Questions –
**a.** According to the guidance on minced meat for less than thoroughly cooked burgers, from what date does the new requirement take effect?
**b.** Write a continuation of the guidance on minced meat for less than thoroughly cooked burgers, beginning after its final sentence.

Text section START

Approved Meat Plants: Latest Guidance

Guidance on minced meat and meat preparations intended to be eaten less than thoroughly cooked

Following a recent Food Standards Agency consultation, new regulations have come into force requiring specific approval for establishments producing minced meat preparations for foods intended to be eaten less than thoroughly cooked. This applies to caterers selling less well-cooked (“4-log10”[1]) burgers.

For concerned establishments, approval must be secured by either the FSA or the Local Authority and a definitive list of establishments approved for this activity will be published on the FSA website. This list is intended to help businesses find a suitable supplier if they want to serve less than thoroughly cooked burgers.

However, it is important to note that caterers must still follow many other requirements if they wish to serve burgers that are not cooked to achieve a “6-log10”[2] reduction in pathogens. This includes letting your local authority Environmental Health Officer know that you are doing this.

Those who are cooking to achieve a “6-log10” reduction in pathogens do not need to take any action – just continue using these time and temperature combinations:

• 75 °C for 30 seconds
• 70 °C for 2 minutes
• 65 °C for 13.6 minutes
• 60 °C for 93 minutes

 

This requirement will be applicable in England, Wales and Northern Ireland and will enter into force with effect from 1 March 2017. Different regulations apply in Scotland.

Text section END
Given records START

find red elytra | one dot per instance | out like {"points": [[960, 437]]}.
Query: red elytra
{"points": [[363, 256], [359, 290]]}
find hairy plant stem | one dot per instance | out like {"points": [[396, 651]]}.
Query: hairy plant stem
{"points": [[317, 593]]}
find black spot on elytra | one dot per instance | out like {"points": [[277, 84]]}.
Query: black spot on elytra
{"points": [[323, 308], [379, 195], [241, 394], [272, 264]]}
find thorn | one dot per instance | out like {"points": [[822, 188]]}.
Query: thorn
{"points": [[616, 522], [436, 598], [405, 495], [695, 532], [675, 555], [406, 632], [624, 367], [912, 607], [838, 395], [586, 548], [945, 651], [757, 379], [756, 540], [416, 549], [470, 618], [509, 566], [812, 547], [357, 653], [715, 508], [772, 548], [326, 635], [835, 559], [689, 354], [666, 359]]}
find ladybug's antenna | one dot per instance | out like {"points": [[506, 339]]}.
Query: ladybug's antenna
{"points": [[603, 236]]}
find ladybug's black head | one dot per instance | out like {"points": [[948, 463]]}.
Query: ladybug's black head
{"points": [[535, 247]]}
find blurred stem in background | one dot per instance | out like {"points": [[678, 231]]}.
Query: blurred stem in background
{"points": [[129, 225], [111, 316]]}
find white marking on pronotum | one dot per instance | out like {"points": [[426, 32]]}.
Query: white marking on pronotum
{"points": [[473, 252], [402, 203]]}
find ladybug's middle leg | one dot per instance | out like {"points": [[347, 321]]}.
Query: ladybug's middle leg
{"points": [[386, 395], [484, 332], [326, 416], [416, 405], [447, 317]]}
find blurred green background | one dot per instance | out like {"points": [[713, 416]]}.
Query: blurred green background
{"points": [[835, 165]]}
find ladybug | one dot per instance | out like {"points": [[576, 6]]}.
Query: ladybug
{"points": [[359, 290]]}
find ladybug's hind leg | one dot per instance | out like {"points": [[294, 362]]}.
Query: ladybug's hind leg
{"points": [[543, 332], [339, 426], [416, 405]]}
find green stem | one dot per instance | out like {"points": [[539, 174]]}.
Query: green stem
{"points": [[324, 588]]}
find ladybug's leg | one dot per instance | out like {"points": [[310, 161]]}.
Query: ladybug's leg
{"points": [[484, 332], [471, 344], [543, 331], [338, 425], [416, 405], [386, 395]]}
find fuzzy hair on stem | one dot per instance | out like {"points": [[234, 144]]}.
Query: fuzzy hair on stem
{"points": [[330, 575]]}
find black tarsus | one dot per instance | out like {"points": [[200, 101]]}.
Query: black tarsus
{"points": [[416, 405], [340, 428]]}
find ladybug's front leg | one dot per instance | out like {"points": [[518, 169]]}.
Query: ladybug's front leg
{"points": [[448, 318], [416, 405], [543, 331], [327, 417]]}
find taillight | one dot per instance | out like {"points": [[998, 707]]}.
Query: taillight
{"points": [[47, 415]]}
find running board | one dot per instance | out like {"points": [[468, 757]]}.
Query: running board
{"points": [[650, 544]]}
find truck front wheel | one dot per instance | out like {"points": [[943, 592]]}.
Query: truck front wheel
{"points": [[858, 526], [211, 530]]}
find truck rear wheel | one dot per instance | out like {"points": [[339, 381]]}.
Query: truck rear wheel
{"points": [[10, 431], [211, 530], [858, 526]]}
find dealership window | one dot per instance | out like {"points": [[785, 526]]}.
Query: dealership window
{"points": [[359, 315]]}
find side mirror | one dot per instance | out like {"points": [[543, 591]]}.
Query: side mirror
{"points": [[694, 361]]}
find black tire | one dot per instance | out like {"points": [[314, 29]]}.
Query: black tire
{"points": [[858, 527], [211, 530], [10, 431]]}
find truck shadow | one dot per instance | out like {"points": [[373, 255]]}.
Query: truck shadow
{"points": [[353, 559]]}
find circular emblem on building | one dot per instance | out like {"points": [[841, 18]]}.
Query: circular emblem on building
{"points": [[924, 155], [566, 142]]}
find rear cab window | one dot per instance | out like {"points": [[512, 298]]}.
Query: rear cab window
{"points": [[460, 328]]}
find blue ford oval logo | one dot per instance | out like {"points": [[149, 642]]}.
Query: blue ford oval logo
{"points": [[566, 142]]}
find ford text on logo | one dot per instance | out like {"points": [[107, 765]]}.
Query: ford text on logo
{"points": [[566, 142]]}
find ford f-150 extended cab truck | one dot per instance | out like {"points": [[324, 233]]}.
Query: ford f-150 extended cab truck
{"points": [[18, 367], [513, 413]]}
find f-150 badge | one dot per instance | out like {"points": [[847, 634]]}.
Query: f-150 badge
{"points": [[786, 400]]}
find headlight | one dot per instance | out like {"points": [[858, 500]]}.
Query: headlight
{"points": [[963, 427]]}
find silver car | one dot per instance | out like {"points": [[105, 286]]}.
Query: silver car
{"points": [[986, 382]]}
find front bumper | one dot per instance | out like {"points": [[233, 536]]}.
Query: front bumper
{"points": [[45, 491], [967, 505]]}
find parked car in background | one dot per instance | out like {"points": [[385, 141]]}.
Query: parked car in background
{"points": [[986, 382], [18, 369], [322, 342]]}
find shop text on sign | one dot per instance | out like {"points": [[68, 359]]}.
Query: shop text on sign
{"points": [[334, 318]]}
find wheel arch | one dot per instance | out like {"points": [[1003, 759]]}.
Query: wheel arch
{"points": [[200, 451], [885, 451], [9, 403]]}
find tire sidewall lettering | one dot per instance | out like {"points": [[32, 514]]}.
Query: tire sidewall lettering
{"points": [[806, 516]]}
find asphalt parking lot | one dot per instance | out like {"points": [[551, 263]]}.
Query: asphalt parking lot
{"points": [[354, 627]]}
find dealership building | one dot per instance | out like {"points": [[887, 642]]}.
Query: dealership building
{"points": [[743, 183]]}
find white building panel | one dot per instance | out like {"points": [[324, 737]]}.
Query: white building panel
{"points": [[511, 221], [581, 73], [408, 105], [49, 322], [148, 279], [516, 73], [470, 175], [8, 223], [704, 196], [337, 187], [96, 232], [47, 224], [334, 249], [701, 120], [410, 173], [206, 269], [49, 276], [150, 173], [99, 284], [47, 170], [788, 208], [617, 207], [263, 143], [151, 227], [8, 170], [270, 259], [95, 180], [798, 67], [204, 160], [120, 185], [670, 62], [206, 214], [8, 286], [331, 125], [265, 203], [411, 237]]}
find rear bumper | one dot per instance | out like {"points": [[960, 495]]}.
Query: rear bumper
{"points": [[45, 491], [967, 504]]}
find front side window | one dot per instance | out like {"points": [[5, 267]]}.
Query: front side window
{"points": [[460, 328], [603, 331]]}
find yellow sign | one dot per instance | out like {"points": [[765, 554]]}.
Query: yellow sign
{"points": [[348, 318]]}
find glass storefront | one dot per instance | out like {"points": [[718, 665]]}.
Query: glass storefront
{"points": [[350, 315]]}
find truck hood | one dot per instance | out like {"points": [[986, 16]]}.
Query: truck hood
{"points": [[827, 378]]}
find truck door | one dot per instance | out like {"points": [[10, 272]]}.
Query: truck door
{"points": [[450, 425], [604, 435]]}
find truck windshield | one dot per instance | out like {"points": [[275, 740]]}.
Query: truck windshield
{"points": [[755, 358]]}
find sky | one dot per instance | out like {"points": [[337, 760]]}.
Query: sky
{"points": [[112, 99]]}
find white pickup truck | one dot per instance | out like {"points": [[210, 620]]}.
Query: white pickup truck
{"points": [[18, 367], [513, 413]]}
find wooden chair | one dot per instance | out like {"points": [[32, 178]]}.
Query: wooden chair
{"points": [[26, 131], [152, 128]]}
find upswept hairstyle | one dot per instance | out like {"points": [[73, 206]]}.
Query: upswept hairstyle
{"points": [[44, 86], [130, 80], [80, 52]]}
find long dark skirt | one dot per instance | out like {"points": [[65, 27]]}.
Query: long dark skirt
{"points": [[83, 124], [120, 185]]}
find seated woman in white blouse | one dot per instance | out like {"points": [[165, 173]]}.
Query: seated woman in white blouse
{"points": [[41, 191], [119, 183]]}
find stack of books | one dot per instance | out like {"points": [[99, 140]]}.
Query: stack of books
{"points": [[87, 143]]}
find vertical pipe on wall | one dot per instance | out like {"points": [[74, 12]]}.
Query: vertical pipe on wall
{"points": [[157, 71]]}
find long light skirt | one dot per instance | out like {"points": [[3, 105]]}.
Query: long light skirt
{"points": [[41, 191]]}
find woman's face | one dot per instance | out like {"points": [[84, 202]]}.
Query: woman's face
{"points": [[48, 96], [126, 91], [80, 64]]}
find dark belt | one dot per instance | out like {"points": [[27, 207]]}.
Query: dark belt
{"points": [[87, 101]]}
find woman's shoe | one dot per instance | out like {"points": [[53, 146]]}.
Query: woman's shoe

Given records END

Numbered responses –
**a.** 1 March 2017

**b.**
 

The BHA has produced a Q&A on cooking rare burgers. Please read this for more information:
http://www.bha.org.uk/bha_news/q-a-on-medium-and-rare-burgers

For the FSA web page please visit: https://www.food.gov.uk/enforcement/sectorrules/meatplantsprems/approvedmeatplants

 

For more information please contact Gabriella Bittante, BHA Policy Manager, gabriella@bha.org.uk.

 

 

[1]A 4-log10 reduction in pathogens means that if there are 10 million E. coli then the cooking process would reduce numbers to 1000. This is why it is important to reduce bacterial levels further down the chain if you choose to cook to achieve a 4-log10 reduction.

[2] A 6-log10 reduction in pathogens means if there are 10 million E. coli then the cooking process will reduce the numbers to 10. This is generally known as pasteurisation.